Problems to solve:
• a. From the Gene Ontology FAQ, reproduce the stretch from "4. Click on" through "download the list.".
• b. According to the Gene Ontology FAQ, what are the three main aspects used to describe a gene or gene product?
• c. Translate this sentence from the Gene Ontology FAQ into Spanish: "It is possible and usually expected for a single gene / gene product to be associated with more than one GO term."

Excerpted passage:

Ontology related questions (e.g. structure, relations, subsets/slims...).

Can a single gene product be annotated with more than one GO term?


It is possible and usually expected for a single gene / gene product to be associated with more than one GO term. The fact that you may have found that there are two or more different GO terms associated with a single gene / gene product in your results should not be a cause for concern.

The Gene Ontology allows users to describe a gene / gene product in detail, considering three main aspects: its molecular function, the biological process in which it participates, and its cellular location:

How can I programmatically get a list of GO terms associated with a gene identifier?

This very useful BIOSTARS thread clarifies "How Do I Do Simple GO Term Lookup Given A Gene (Or mRNA) Identifier?" You might find these responses useful when trying to simply create a list of GO terms associated with a given ID- and when you are not looking to conduct enrichment analyses - using a programatic approach. https://www.biostars.org/p/1226/

How do I get the term names for my list of GO ids?

You can use the YeastMine tool available at SGD to retrieve the GO term names for each ID. Here is how-
  1. Go to - http://yeastmine.yeastgenome.org/yeastmine/bag.do
  2. In the Select Type pull down, scroll down and select GO term
  3. Enter your GO ids or upload a list in the full format (GO:0016020, GO:0016301..)
  4. Click on Create List and you should be able to create a list of GO IDs, Term name, Definition, aspect. The tool offers several options to download the list.

Extracted information:

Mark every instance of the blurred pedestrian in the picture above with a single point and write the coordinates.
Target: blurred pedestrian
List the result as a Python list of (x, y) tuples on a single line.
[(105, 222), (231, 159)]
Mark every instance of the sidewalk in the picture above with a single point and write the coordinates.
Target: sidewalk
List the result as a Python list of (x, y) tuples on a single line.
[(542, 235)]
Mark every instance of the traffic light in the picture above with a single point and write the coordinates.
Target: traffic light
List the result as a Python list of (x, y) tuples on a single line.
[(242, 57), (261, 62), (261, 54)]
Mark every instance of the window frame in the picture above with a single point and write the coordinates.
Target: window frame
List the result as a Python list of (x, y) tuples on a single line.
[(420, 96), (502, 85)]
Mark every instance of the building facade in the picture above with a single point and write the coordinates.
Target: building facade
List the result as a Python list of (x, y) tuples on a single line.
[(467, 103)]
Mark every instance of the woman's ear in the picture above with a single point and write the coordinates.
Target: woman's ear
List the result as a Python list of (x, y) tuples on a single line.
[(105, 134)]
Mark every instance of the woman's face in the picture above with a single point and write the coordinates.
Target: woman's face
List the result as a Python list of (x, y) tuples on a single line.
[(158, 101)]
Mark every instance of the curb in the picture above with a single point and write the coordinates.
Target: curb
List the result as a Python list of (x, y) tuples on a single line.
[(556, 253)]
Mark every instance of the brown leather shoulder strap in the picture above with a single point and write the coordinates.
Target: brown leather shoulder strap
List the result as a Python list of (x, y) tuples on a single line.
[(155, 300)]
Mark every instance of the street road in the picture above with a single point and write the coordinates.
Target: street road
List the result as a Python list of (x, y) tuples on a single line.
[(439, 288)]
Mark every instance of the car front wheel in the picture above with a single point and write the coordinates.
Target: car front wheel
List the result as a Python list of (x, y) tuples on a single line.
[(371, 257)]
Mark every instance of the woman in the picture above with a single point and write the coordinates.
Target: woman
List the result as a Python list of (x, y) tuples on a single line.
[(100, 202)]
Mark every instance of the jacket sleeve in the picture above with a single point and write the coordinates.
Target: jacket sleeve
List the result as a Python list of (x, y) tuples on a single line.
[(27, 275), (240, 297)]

Exercise solutions:
• a.
4. Click on Create List and you should be able to create a list of GO IDs, Term name, Definition, aspect. The tool offers several options to download the list.

• b. Its molecular function, the biological process in which it participates, and its cellular location.

• c. Es posible y, por lo general, esperable que un solo gen / producto génico esté asociado a más de un término GO.